> [TASKS AND EXERCISES]:
a) Check each statement against the Jim Witter biography and mark it yes or no, quoting the words from the biography that decide it: (i) Jim's mother played piano. (ii) Jim's mother urged him to attend university so he would have something to fall back on. (iii) Jim first picked up the guitar at age 14.
b) Write the next part of the Jim Witter biography, picking up after its final sentence.

BIOGRAPHY

Baby JimIn an era when stars are manufactured at painfully young ages..., when everyone from your neighbor down the block to dear old Dad can attain seemingly instant celebrity status..., Jim Witter, the humble, unassuming, golden-throated tenor, who can paint a ballad with the delicacy of Serat and with the ferocity of a rousing rocker like Pollock, reached the summit of his stunning major-label debut, Forgiveness, the old-fashioned way: He climbed it. Step-by-step. Day-by-day. Year-by-year.

It helped that Jim comes from sturdy musical stock: "Anytime I was scared about music as a career, my parents were always there. I would have given up many years before if it weren't for them. And of course there was always music in the house growing up, and my mom played piano. She unconditionally pushed me and helped me...but she never said, 'Why don't you go to university so you can fall back on something?'" In addition, Jim's great uncle Jimmy played piano for silent movies right in the theater in the Vaudeville days. ("He wrote charts; he repaired instruments. As long as it was musical, he did it.") And his cousin Russell is a music teacher.

Baby Jim"For me, music has always been a calling," Jim adds. "I picked up the guitar when I was 10 or 11, and when my mom showed me piano chords when I was 14, I just took it from there."

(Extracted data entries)
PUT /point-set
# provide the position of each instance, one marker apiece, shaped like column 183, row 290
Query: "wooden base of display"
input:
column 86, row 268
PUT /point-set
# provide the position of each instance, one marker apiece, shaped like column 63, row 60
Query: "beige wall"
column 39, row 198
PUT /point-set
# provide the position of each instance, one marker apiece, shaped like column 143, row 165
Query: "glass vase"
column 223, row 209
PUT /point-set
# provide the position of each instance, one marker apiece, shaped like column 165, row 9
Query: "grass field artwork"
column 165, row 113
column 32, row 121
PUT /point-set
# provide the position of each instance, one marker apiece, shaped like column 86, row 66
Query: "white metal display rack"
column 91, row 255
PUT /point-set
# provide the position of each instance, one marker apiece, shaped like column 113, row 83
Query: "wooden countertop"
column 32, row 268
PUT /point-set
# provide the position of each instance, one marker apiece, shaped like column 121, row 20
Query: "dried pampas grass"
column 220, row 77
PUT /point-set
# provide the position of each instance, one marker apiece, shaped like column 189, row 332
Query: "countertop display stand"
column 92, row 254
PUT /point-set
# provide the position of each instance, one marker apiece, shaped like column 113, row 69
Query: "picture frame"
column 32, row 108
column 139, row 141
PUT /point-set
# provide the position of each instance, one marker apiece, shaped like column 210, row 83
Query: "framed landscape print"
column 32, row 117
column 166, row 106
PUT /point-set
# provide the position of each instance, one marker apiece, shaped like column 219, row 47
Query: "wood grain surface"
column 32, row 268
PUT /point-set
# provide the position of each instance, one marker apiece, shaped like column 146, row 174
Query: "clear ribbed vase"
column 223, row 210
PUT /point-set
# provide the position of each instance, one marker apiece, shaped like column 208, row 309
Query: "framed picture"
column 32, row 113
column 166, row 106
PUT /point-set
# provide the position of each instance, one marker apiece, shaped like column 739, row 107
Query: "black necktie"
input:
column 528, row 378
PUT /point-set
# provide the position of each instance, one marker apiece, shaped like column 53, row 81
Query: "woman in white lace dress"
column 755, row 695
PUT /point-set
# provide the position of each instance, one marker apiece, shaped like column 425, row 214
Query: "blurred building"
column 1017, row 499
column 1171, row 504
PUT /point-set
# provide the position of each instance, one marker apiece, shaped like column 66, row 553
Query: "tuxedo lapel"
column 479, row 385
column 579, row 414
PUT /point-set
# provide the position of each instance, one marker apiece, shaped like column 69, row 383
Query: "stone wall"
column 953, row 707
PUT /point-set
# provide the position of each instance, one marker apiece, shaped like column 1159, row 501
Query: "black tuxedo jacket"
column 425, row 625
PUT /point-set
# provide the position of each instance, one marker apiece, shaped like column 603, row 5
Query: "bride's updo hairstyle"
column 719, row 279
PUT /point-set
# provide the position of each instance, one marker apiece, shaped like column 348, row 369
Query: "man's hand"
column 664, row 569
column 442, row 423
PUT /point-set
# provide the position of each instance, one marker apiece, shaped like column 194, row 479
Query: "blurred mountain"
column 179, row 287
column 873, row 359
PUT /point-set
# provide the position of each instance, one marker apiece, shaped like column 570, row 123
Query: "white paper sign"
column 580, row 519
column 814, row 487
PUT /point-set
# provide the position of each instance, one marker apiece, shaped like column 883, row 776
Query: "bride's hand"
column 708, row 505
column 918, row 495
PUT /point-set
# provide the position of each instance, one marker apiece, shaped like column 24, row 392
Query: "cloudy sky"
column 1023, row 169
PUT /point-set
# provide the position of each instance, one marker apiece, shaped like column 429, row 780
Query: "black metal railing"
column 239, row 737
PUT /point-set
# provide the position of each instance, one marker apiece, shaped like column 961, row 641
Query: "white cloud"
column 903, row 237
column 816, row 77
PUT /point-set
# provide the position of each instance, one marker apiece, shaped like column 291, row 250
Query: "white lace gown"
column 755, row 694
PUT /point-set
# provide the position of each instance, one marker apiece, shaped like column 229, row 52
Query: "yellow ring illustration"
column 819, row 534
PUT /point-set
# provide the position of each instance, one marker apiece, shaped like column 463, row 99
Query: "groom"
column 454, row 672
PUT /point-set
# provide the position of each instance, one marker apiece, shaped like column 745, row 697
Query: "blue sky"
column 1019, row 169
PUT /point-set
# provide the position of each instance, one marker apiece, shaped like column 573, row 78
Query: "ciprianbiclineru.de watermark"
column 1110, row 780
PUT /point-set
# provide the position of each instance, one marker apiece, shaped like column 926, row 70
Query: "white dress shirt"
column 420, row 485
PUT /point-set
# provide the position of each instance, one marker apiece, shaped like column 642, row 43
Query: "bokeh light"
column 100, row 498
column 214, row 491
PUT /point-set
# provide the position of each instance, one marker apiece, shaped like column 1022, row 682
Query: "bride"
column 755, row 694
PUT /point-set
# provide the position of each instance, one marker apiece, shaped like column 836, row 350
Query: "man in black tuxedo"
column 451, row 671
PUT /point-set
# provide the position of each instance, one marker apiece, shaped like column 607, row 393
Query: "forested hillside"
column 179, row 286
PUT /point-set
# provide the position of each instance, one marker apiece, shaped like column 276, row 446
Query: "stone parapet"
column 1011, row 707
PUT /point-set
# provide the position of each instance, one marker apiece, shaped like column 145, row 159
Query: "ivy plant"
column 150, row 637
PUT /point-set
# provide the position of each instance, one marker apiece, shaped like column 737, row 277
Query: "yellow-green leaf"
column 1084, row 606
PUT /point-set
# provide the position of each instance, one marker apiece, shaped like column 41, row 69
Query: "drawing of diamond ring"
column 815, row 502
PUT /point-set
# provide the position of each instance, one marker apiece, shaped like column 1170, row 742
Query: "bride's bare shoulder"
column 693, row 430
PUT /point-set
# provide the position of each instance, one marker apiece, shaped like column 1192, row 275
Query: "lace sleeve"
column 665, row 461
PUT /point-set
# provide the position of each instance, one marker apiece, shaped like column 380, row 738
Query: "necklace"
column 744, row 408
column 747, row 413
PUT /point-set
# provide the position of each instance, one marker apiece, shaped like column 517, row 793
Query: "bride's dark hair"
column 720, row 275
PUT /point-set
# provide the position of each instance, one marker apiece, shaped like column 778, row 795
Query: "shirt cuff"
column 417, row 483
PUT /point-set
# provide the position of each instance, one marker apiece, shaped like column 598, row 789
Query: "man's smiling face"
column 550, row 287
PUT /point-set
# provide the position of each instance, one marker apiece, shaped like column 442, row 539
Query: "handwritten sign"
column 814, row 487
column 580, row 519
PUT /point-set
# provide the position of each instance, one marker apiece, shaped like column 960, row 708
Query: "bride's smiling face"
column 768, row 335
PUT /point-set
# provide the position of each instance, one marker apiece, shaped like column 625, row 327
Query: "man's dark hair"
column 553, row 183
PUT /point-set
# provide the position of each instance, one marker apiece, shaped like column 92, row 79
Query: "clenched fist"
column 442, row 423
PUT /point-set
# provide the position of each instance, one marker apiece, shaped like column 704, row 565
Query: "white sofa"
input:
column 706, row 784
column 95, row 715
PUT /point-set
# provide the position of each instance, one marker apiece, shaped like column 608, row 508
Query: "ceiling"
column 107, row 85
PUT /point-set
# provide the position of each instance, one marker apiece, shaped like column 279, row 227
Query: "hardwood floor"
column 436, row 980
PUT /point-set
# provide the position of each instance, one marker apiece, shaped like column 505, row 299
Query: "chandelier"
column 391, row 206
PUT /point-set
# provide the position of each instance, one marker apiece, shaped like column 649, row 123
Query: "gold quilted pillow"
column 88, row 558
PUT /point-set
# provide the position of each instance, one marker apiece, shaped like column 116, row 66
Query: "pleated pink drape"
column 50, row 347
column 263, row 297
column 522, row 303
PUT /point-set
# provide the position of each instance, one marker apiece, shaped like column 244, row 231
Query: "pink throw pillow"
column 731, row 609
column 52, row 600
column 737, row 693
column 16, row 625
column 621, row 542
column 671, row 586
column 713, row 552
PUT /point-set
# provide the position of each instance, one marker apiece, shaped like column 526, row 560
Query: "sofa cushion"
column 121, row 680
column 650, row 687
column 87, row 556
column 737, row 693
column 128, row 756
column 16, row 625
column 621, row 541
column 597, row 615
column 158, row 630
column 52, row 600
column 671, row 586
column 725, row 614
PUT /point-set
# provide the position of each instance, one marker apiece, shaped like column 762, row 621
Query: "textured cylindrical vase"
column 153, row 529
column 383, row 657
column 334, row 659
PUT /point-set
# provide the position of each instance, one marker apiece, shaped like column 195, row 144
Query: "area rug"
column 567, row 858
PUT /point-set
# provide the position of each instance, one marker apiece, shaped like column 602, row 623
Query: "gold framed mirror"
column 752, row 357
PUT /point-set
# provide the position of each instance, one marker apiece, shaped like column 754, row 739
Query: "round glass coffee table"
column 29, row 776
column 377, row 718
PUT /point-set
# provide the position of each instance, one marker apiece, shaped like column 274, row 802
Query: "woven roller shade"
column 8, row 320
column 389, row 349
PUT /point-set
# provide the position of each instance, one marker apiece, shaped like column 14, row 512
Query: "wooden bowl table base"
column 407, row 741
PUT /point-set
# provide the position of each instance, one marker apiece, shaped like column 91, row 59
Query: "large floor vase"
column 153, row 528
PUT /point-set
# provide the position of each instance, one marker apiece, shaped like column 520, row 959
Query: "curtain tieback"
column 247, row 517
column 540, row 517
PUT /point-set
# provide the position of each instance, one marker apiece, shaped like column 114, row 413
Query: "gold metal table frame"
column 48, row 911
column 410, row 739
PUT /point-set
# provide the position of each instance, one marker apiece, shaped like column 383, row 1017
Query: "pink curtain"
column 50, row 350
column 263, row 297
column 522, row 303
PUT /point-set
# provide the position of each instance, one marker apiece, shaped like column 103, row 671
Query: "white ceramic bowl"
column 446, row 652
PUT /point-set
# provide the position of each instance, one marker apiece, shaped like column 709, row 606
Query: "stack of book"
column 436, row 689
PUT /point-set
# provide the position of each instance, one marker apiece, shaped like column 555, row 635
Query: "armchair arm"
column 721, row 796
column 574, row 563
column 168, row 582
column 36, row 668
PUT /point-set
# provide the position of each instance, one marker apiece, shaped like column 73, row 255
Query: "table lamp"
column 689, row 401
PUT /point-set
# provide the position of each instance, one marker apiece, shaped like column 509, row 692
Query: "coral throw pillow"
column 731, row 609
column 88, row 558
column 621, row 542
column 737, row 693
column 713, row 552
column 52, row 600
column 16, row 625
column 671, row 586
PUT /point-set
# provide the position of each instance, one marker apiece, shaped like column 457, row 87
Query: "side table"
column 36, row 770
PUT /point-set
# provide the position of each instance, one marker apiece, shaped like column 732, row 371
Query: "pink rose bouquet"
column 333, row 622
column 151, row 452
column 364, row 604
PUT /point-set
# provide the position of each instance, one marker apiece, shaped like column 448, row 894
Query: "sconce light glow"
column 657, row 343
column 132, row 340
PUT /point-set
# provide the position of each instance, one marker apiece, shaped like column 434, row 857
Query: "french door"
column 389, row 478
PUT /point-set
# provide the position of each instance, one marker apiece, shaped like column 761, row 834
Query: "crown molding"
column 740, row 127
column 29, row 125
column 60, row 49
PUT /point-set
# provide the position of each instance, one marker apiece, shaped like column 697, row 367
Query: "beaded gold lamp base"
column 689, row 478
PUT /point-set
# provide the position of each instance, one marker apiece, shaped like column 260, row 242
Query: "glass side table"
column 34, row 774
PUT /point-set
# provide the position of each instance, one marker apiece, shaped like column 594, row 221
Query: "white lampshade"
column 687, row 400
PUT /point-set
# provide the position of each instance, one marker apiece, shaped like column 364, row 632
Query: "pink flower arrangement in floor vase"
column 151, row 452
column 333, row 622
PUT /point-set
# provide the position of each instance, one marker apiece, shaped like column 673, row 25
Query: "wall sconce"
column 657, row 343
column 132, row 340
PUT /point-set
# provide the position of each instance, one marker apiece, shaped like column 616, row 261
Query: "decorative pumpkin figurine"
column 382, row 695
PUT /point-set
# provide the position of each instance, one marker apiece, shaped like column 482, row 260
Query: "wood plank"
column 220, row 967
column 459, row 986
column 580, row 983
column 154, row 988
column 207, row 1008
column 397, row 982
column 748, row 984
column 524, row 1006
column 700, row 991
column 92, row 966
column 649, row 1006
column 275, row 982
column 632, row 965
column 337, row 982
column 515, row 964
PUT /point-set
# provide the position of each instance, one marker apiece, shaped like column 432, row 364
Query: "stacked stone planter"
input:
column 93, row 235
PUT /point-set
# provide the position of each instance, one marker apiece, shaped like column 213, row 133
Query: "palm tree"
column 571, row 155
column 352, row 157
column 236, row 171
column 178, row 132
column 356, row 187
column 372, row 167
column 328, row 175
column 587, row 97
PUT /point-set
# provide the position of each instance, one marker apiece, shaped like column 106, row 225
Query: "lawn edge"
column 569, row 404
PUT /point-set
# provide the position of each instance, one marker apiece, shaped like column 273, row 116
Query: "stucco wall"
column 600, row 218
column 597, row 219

> [OUTPUTS IN ORDER]:
a)
(i) Yes: "my mom played piano."
(ii) No: "she never said, 'Why don't you go to university so you can fall back on something?'"
(iii) No: "I picked up the guitar when I was 10 or 11"

b)
"Right out of high school I played anywhere I could and did anything I could do to survive," Jim fondly reveals regarding his days scuffling around the Toronto area. "I wrote jingles. I sang a lot of background vocals on other people's records. But the little money I got ultimately fed my bad habit of songwriting. I would demo songs and send them off to record companies. I kept relationships going for years, all based on rejection, but I took everything they had to say to heart. And it was eight years before someone from Sony in Canada finally said, 'We like how you've developed as a writer.'"

After several more years of demos, jingles, sessions, playing cover tunes (and even recording country music) to pay the rent, Jim got his biggest break yet: Writing songs for Curb Records. Finally a chance to shine in the states! Just what he'd been hoping for.

But that was nothing compared to what was to come...

One day Mike Curb himself approached Jim and asked a simple, pointed question: "Are you a Christian? You seem to be writing music that this world needs."

Wham!

Baby JimAfter Jim replied in the affirmative, that began a series of astonishing talks with Mr. Curb. "Mike is not your typical record company president. He's from the old school. He's so in tune with what writers and artists are doing - and he goes by his gut when he decides what's good and right. And there's nothing like knowing he's looking out for you. He helped me realize what the Lord could do with my music. He planted a seed in my heart, and I started asking God what he wanted from me. It was a sign for me that God was pointing me in a different direction."

For Jim, the moment of discovery was a fresh start, a new beginning - and these new songs with their vivid imagery and stunning storytelling reflect Jim's revived, thankful heart... and his obvious maturity and versatility as a musician.

"I was always a big fan of acoustic music - especially the folk of the '70s: James Taylor, Harry Chapin," he reveals. "But I especially like Billy Joel and Elton John." (So much so that Jim has been heading up a popular local stage act featuring the music of the aforementioned piano men, complete with a "multimedia trip through the 70s.") And it's obvious that Jim's wide palette of influences - along with his unquenchable ability to create winning melodies - is all over his new release Forgiveness.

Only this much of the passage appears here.